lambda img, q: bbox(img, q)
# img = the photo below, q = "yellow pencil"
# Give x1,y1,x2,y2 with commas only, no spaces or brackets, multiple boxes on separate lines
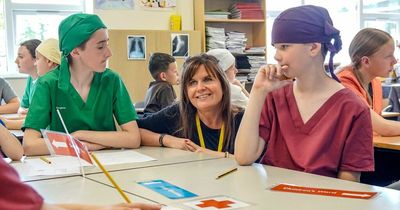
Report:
90,153,132,203
215,168,237,179
39,156,51,164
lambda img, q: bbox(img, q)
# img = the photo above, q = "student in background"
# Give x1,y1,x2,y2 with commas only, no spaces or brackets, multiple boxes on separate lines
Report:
36,38,61,77
144,53,179,114
0,157,161,210
15,39,41,114
0,38,61,130
0,125,24,159
235,5,374,181
0,78,20,114
138,54,243,157
207,49,249,109
23,14,140,155
338,28,400,136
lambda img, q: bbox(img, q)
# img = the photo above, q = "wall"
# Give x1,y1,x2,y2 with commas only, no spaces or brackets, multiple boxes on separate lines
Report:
94,0,194,31
6,0,194,98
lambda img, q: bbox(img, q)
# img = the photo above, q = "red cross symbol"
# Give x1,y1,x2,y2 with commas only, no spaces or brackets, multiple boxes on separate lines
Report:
196,199,234,209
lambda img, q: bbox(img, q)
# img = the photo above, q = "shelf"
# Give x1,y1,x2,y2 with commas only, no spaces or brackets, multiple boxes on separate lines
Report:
205,18,265,23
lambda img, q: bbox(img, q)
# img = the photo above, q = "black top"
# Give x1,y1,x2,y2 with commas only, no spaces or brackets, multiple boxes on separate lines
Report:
143,81,176,114
137,103,244,154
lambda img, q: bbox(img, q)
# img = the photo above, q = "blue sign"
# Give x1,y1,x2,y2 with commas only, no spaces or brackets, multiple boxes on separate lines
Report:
138,180,197,199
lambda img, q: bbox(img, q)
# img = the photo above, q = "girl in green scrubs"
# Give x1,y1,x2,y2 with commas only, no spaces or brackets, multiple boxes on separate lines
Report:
23,14,140,155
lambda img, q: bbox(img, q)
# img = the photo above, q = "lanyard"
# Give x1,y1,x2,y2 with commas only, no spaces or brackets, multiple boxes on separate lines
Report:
196,114,225,152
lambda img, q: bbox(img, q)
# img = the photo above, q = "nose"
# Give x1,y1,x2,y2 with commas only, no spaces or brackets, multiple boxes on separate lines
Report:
197,81,205,90
106,46,112,58
274,50,281,62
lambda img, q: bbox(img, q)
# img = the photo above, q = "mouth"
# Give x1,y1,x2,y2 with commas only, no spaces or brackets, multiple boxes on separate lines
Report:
195,93,211,99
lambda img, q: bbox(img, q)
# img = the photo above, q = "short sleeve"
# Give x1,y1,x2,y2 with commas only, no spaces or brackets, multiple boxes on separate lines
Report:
339,107,374,172
113,75,138,125
258,95,271,142
22,79,52,132
0,78,17,103
21,76,32,108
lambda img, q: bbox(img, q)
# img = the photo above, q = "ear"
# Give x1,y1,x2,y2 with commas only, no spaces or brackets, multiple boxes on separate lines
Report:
160,72,167,81
360,56,370,67
310,43,321,57
70,48,79,58
46,59,54,67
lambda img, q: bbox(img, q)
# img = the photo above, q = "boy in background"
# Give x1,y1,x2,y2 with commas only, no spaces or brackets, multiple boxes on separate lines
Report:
143,53,179,115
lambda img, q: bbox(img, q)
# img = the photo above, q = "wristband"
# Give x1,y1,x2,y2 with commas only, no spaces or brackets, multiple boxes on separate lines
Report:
158,133,166,147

====================

» Prompt: Write out again, word for word, the lines above, starting at the first line and ending at the line that contains "274,50,281,62". Leave the pictures out.

» Response to the task:
lambda img, q: bbox(img, q)
# img = the photo below, q = "yellow pencil"
# Give x1,y1,x2,y2 with commas only, no spaces or brackets, multiple boxes on separate lines
Report:
90,153,132,203
215,168,237,179
39,156,51,164
lambda img, q: bbox(img, q)
# img = the photo above, q = "student in background"
# Give x1,y1,x2,y2 with commas only, no spaces or brackets, multiple boxes on separate lines
Report:
36,38,61,77
144,53,179,114
0,157,161,210
15,39,41,114
0,38,61,130
0,125,24,159
235,5,374,181
0,78,20,114
138,54,243,157
207,49,249,109
23,14,140,155
338,28,400,136
lambda img, q: bbox(img, q)
# img = the photo above, q = "wall"
# Give x1,y1,x2,y2 with commas only, no spaces or brackets, multiple boxes on separate lines
Report:
94,0,194,31
6,0,194,98
lambda img, q: bbox(img, q)
# img = the photo above, q = "red cross symbol"
# Give x1,y1,x2,y2 with commas only, no spaces or brackets, multiple boxes on separate lines
Report:
196,199,234,209
lambda img, q: bbox(img, q)
# img = the photo above, q = "shelf"
# Give x1,y1,x2,y2 with commas only, no spaces or brackets, multiple boxes on separate lines
Report:
205,18,265,23
lambda img, q: bbox(img, q)
# img = the photo above, q = "black top"
# Give x1,y1,x2,y2 with commas only, no spaces or brackets, multiple boxes on separate lines
Report:
143,81,176,114
137,103,244,154
lambda img, q: bbox(img, q)
# img = the photo above, q = "blue sign"
# Give x1,y1,x2,y2 with commas only, no spaces or brackets, multiple boxes on separate lines
Report:
138,180,197,199
lambda img, q: bbox(img, q)
# img = the photo above, q = "girl in green scrubs"
# Give x1,y1,x2,y2 with commas only, no spaces or brackets, multiple boxes on separate lines
Report:
23,14,140,155
lambda img, q: bbox(img, q)
# img = the photo above, q = "lanyard"
# Give x1,y1,x2,y2 with commas only, no spaces or brackets, multiple boxes on separate lines
Report:
196,114,225,152
lambda img, q: bbox(img, q)
# img = the photo above, q = "nose"
# Give x1,y1,x2,y2 with commas only, no spaces or brackets, multiple boxes on separate lines
Report:
197,81,205,90
106,46,112,58
274,50,281,62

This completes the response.